** Start Records supplied **

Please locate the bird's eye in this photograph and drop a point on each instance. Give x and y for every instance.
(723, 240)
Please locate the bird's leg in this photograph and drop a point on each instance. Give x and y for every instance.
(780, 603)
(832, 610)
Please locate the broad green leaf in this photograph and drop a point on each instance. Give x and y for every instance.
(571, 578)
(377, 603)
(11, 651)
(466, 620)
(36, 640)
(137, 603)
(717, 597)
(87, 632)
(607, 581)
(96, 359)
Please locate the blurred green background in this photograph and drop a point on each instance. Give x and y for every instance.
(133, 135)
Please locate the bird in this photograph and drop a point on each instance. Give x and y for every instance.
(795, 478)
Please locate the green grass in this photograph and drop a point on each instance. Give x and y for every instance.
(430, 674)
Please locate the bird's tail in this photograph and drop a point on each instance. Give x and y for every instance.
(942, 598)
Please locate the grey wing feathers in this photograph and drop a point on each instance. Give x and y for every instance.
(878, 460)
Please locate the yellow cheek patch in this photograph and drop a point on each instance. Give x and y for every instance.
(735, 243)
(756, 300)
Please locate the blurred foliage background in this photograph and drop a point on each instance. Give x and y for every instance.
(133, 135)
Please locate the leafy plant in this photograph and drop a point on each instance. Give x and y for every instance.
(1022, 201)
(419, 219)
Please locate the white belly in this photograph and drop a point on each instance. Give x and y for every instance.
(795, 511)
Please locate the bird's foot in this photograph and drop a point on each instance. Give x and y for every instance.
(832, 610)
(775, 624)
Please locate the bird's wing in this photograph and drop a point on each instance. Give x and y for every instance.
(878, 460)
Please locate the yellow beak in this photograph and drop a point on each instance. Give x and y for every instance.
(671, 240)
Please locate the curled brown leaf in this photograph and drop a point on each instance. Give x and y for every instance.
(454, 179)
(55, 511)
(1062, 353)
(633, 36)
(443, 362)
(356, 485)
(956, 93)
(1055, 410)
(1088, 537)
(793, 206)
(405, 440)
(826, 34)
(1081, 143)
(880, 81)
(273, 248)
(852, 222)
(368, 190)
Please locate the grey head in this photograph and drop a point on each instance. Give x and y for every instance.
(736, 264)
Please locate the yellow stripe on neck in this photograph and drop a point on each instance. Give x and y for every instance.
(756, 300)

** End Records supplied **

Copy the records above without any changes, starting at the line containing "Please locate the yellow beak" and continuing through the last line of the records.

Please locate the yellow beak in this photograph and drop a point on each instance. Give x and y for every instance.
(671, 240)
Please locate the curled brown leaf in this photograph and drop a point on each instance. Give x and y for every instance.
(454, 179)
(55, 511)
(1062, 353)
(633, 36)
(443, 362)
(356, 485)
(956, 93)
(1055, 410)
(1088, 537)
(793, 206)
(405, 440)
(826, 34)
(1081, 143)
(880, 81)
(273, 248)
(852, 222)
(368, 190)
Please locate the grey head in this photograph and drop a point on each instance. Give x and y for every instance.
(736, 264)
Please locate the yellow stripe on neck in this photograph and drop a point on each instance. Give x and y for every instance.
(756, 300)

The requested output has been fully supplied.